◆ **INPUT**:
—————

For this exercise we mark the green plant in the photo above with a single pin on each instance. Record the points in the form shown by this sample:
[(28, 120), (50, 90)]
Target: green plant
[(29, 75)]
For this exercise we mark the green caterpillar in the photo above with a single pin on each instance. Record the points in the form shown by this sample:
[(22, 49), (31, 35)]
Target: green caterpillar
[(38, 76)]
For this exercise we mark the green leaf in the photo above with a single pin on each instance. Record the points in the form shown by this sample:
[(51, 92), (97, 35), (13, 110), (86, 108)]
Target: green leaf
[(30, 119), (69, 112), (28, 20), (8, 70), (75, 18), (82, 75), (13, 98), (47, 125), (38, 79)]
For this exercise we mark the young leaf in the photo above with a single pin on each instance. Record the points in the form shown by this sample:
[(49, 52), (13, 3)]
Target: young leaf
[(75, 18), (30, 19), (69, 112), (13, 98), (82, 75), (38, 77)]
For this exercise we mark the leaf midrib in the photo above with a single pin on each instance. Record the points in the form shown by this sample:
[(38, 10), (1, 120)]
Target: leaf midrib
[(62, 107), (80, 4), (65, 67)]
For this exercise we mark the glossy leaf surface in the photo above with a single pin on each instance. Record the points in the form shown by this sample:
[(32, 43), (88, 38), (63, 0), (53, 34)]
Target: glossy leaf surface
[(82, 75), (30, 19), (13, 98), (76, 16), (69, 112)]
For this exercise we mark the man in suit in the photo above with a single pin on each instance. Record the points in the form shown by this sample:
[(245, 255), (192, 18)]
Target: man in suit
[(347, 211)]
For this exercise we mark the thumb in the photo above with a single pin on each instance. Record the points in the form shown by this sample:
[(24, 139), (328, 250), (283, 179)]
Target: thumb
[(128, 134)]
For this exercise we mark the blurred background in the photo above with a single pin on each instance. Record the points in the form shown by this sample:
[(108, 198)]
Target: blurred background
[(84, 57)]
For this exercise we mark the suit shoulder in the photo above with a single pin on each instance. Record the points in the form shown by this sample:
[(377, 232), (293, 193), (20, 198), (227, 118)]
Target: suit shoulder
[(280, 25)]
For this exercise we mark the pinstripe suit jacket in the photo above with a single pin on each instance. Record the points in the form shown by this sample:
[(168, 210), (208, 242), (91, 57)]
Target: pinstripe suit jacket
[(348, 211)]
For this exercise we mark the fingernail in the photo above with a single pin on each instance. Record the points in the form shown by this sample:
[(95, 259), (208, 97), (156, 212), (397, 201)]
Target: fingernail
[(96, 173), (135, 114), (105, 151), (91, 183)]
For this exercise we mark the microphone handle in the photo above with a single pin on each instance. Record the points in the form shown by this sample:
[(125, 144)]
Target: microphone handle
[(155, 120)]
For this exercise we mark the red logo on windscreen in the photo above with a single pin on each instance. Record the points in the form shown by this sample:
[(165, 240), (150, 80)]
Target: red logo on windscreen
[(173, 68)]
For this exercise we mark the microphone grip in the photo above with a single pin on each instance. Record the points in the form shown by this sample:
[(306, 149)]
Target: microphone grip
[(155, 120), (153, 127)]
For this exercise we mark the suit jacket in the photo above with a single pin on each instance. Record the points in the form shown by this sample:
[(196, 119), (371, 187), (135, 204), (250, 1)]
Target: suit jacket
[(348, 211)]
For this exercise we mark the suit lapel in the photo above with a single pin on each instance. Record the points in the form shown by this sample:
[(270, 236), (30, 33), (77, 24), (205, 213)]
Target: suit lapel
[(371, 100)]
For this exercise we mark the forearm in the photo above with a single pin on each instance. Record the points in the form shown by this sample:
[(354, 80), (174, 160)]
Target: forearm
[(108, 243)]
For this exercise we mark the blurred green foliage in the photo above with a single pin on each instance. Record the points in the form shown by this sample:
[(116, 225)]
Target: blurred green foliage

—————

◆ **WHAT YOU SHOULD DO**: Copy all of the records above word for word, keeping every line unchanged.

◆ **RESPONSE BELOW**:
For this exercise we mark the green plant in the photo above with a single pin on each instance. Record the points in the form shown by this sample:
[(28, 120), (50, 90)]
Target: green plant
[(29, 75)]
For this exercise we mark the green caterpillar in the photo above with a single pin on each instance. Record the points in the form shown by this sample:
[(22, 49), (31, 35)]
Target: green caterpillar
[(38, 76)]
For this exercise we mark the green leaf in the photo above with a single pin on each instance. Record the points in the form shown by this sample:
[(51, 92), (97, 35), (13, 110), (86, 108)]
Target: green leaf
[(30, 119), (69, 112), (28, 20), (8, 70), (75, 18), (82, 75), (13, 98), (47, 125), (38, 79)]
For this exercise we mark the young leaf in the photo above with a single pin on each instance. Record the points in the form shown by this sample:
[(49, 52), (13, 3)]
Target: young leaf
[(75, 18), (30, 19), (69, 112), (13, 98), (82, 75), (38, 77)]
For this exercise we mark the leaf midrib in the photo above with a single pin on each instance. Record the points in the form shown by this sample:
[(38, 10), (1, 120)]
Target: leaf midrib
[(62, 107), (80, 4), (65, 67)]
For this exercise we mark the glossy leaf surface in the photo above with a single pin on each instance. Record the points in the form shown by this sample:
[(32, 43), (88, 38), (63, 0), (53, 34)]
Target: glossy leaf surface
[(82, 75), (30, 19), (13, 98), (76, 16), (69, 112)]
For this exercise we mark the man in suit in the photo above with a single pin on each instance. Record the points in the form shown by this sample:
[(245, 255), (192, 18)]
Target: man in suit
[(347, 211)]
For this exercise we mark the thumb in the photo above with a single pin on each instance. Record the points in the form shown by this sample:
[(24, 139), (328, 250), (283, 179)]
Target: thumb
[(128, 134)]
For this exercise we mark the blurred background in the photo above with a single pin on each instance. Record the points in the form shown by this sample:
[(108, 198)]
Target: blurred background
[(84, 57)]
For this exercise we mark the suit shoulder in the photo above with a single pin on each instance. Record the points in the form shown by this sample:
[(377, 232), (293, 193), (20, 198), (227, 118)]
Target: suit shoulder
[(280, 25)]
For this exercise we mark the pinstripe suit jacket in the photo above with a single pin on each instance. Record the points in the form shown by this sample:
[(168, 210), (208, 242), (91, 57)]
Target: pinstripe suit jacket
[(348, 211)]
For this exercise we mark the fingernail in the photo above with a single pin on each instance. Record the points in the form shown by this sample:
[(95, 259), (208, 97), (156, 212), (397, 201)]
Target: fingernail
[(96, 173), (135, 114), (105, 151), (91, 183)]
For this exercise we mark the microphone handle in the photo above with a single pin on each instance. Record the points in the form shown by this sample:
[(125, 144)]
Target: microphone handle
[(155, 120)]
For this exercise we mark the red logo on windscreen in the photo above with a single pin on each instance. Record the points in the form shown by this sample:
[(165, 240), (150, 80)]
Target: red logo on windscreen
[(173, 68)]
For this exercise we mark the microphone grip in the photo above with a single pin on each instance. Record the points in the form shown by this sample:
[(306, 149)]
Target: microphone grip
[(155, 120), (153, 127)]
For this exercise we mark the suit jacket in the photo above with a single pin on each instance. Record the points in the form shown by this sample:
[(196, 119), (371, 187), (135, 204), (250, 1)]
Target: suit jacket
[(348, 211)]
For this exercise we mark the suit lapel in the photo above with a single pin on each instance. Record the points in the form shown by this sample:
[(270, 236), (30, 33), (77, 24), (205, 213)]
Target: suit lapel
[(371, 100)]
For this exercise we mark the forearm in the photo above with a single pin on each instance. Record the points in the form shown by this sample:
[(354, 80), (174, 160)]
Target: forearm
[(108, 243)]
For this exercise we mark the blurred green foliage in the photo above with a single pin on each instance. Record the points in the form shown by this sample:
[(116, 225)]
Target: blurred green foliage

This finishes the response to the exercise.